» DIRECTIONS FOR THIS TASK
Update the data starting at the line that contains "For this evaluation, spot every instance of the dark" and ending at the line that contains "(680, 1043)" by replacing "construction crane" with "tower crane", keeping everything else the same. Leave the pictures out of your answer.

» DATA LISTING
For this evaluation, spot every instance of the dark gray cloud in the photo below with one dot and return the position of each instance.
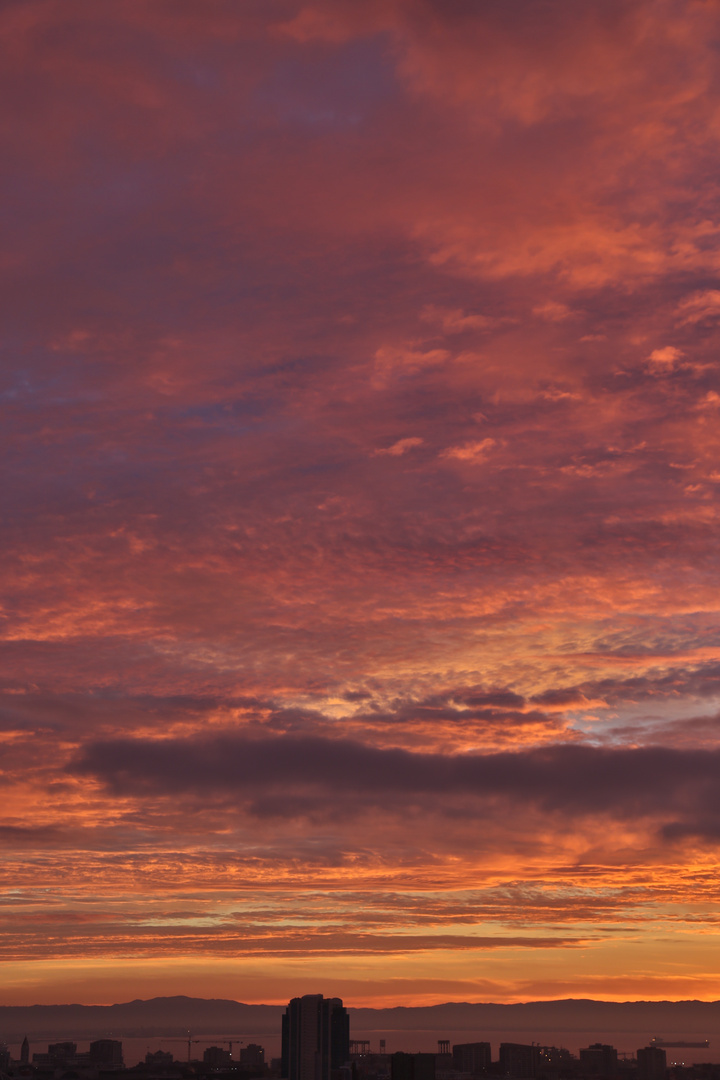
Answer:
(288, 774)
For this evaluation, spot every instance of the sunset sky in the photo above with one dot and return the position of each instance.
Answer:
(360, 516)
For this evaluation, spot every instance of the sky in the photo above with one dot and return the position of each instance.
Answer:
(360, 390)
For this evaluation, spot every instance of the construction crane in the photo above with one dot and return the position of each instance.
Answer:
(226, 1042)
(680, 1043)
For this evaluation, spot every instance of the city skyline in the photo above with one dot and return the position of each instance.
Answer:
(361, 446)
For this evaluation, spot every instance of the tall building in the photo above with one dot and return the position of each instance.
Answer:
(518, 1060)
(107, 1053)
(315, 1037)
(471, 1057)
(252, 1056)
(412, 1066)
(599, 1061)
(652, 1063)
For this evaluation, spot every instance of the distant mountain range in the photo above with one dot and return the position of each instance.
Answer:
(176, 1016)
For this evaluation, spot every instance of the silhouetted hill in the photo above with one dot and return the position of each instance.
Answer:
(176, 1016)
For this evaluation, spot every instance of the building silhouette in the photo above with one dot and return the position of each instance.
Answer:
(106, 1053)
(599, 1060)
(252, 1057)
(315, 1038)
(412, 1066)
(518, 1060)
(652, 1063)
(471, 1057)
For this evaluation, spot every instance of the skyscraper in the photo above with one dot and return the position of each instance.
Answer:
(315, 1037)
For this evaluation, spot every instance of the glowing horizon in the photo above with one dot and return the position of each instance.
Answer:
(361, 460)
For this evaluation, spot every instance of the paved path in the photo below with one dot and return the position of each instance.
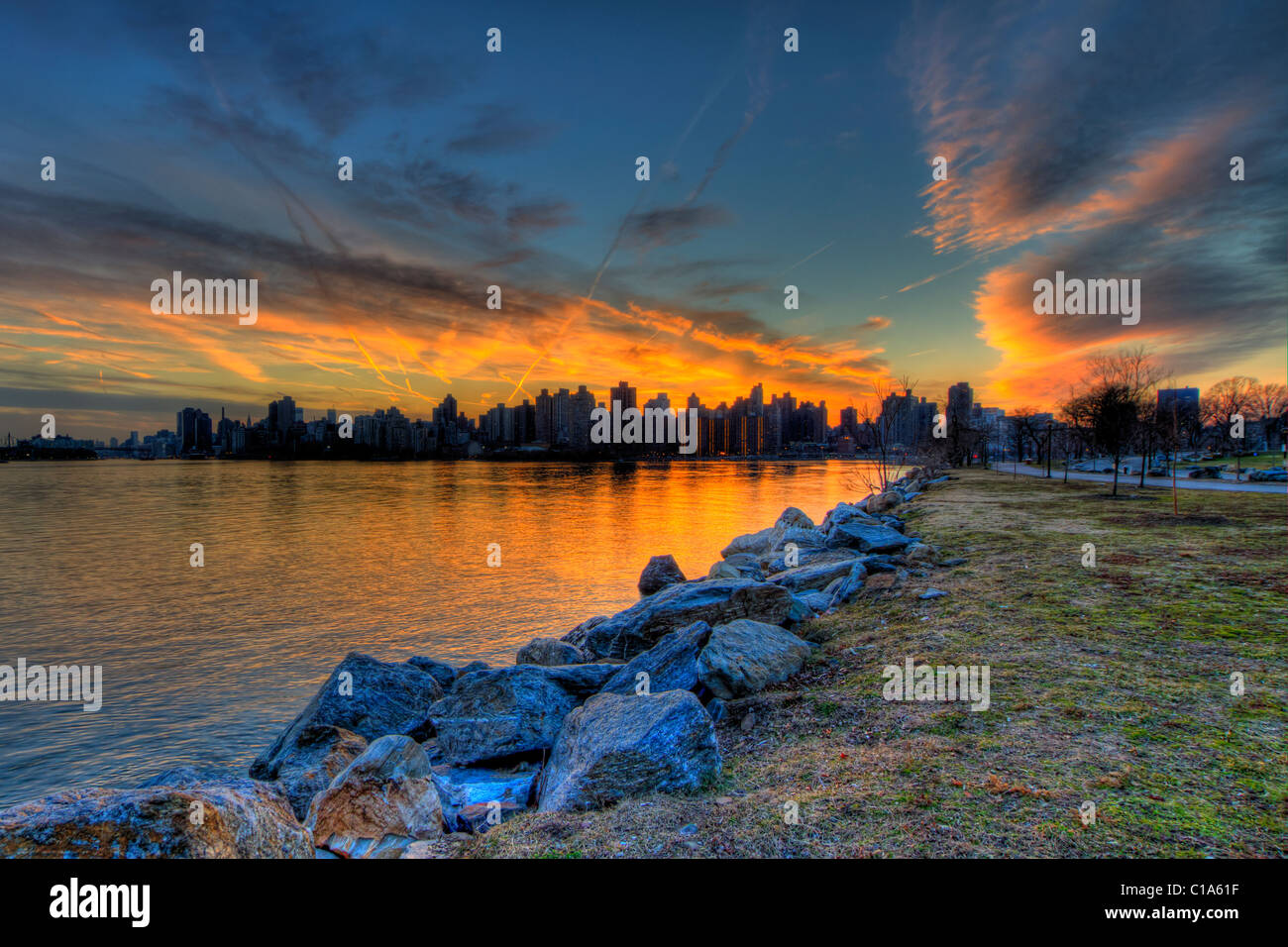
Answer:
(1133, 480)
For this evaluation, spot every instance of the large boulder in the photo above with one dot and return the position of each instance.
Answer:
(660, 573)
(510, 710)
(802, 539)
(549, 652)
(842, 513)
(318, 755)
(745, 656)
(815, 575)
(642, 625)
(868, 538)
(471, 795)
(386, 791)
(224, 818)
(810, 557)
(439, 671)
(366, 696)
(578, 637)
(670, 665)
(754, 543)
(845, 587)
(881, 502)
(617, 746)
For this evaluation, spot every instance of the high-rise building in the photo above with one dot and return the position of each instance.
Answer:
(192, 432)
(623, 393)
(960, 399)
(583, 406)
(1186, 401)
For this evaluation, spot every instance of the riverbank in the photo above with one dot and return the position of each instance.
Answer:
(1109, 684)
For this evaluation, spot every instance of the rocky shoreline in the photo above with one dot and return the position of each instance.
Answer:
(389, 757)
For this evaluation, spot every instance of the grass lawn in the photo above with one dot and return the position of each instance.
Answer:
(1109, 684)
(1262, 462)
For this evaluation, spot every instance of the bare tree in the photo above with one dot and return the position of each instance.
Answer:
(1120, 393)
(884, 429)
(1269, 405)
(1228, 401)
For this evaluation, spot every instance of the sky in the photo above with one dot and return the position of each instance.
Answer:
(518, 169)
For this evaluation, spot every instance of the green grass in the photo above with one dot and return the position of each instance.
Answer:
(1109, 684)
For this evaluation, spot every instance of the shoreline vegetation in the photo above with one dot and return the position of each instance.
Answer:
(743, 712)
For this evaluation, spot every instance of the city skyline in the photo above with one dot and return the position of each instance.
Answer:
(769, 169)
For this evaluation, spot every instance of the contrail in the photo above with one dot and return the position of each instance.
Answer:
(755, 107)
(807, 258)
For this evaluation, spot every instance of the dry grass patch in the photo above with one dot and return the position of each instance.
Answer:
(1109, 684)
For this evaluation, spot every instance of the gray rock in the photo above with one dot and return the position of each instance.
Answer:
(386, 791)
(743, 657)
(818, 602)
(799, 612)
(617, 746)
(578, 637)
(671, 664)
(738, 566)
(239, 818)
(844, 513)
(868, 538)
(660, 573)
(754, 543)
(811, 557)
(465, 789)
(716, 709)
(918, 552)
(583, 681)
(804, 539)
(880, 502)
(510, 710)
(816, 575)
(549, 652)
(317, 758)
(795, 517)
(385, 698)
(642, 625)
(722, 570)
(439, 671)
--
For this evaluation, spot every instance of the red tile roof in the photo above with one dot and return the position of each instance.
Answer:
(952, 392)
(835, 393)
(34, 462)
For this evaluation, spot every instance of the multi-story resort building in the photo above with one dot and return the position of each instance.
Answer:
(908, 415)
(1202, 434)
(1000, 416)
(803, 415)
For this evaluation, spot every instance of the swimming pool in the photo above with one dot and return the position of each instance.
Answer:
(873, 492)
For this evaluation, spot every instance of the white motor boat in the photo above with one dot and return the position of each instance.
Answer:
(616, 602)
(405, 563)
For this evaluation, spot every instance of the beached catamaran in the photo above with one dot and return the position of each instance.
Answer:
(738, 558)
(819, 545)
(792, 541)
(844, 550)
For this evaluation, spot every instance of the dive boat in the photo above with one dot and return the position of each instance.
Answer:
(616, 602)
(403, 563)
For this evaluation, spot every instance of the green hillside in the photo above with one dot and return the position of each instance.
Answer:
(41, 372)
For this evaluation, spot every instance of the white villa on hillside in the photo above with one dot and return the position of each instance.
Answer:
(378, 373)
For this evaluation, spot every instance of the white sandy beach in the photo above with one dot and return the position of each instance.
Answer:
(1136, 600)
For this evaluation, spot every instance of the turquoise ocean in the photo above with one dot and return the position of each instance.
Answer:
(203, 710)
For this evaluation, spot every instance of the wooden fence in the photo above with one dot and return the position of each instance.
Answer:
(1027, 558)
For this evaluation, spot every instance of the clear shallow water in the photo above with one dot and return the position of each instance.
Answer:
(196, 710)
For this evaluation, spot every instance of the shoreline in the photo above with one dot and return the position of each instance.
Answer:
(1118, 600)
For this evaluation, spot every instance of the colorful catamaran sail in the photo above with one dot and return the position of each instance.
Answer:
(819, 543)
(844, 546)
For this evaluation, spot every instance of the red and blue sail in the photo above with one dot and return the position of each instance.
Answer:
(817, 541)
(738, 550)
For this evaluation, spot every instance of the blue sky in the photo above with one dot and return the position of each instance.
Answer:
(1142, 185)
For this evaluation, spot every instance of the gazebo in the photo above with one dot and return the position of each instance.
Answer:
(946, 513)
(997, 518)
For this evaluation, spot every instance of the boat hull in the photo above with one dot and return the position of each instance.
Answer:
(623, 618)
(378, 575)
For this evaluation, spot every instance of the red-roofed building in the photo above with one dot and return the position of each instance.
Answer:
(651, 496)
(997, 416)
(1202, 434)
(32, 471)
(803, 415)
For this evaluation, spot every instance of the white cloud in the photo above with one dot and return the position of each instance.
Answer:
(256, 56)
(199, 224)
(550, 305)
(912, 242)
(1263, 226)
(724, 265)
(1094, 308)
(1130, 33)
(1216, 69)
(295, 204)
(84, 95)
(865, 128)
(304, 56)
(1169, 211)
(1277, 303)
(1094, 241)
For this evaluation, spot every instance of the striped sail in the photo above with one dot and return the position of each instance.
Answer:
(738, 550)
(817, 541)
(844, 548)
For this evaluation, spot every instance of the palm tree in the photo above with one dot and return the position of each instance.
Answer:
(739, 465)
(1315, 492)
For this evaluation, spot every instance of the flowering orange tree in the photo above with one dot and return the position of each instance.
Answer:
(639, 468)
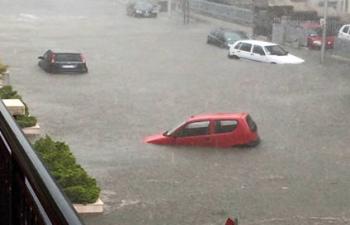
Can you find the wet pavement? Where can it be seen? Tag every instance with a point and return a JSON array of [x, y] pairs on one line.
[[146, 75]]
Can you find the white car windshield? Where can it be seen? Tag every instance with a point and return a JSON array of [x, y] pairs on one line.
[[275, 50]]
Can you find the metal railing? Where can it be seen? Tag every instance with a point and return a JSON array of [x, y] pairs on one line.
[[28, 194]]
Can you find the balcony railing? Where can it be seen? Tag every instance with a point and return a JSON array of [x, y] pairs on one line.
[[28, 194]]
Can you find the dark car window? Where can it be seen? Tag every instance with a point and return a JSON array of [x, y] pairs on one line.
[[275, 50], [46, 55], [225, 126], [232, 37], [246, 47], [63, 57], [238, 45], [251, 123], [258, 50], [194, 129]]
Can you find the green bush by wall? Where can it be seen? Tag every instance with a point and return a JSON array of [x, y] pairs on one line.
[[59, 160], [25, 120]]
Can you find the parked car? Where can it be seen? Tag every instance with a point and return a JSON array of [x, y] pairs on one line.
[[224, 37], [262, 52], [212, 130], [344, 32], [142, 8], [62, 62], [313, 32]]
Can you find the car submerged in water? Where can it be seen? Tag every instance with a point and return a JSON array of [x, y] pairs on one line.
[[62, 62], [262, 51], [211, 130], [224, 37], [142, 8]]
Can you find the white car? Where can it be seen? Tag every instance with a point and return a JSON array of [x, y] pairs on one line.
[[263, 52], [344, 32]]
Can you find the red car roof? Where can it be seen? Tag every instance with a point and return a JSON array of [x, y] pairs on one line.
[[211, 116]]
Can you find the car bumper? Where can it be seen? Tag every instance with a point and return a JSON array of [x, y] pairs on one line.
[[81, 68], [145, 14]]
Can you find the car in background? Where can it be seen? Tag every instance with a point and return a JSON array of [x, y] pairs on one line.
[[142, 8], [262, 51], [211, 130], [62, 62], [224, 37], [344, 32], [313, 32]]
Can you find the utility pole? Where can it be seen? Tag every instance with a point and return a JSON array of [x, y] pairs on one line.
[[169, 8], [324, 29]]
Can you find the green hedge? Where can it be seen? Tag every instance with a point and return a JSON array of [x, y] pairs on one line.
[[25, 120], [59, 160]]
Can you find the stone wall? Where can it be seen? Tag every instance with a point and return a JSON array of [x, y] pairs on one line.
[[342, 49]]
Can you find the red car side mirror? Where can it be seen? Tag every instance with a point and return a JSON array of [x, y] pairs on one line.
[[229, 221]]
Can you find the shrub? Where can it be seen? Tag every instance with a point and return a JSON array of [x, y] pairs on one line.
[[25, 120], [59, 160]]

» SOLVED PROBLEM
For this evaluation, spot every instance of the dark gray cloud in the photo below with one dot and return the position of each instance.
Answer:
(288, 774)
For this evaluation, spot every instance of the sunset sky in the photo above with one dot and return the position of each instance.
Answer:
(360, 516)
For this evaluation, spot every instance of the sky in the photo above with one dot and return the position of each instance.
Answer:
(360, 390)
For this evaluation, spot every instance of the tower crane in the photo above with one dot and return the position of each instance.
Answer:
(226, 1042)
(680, 1043)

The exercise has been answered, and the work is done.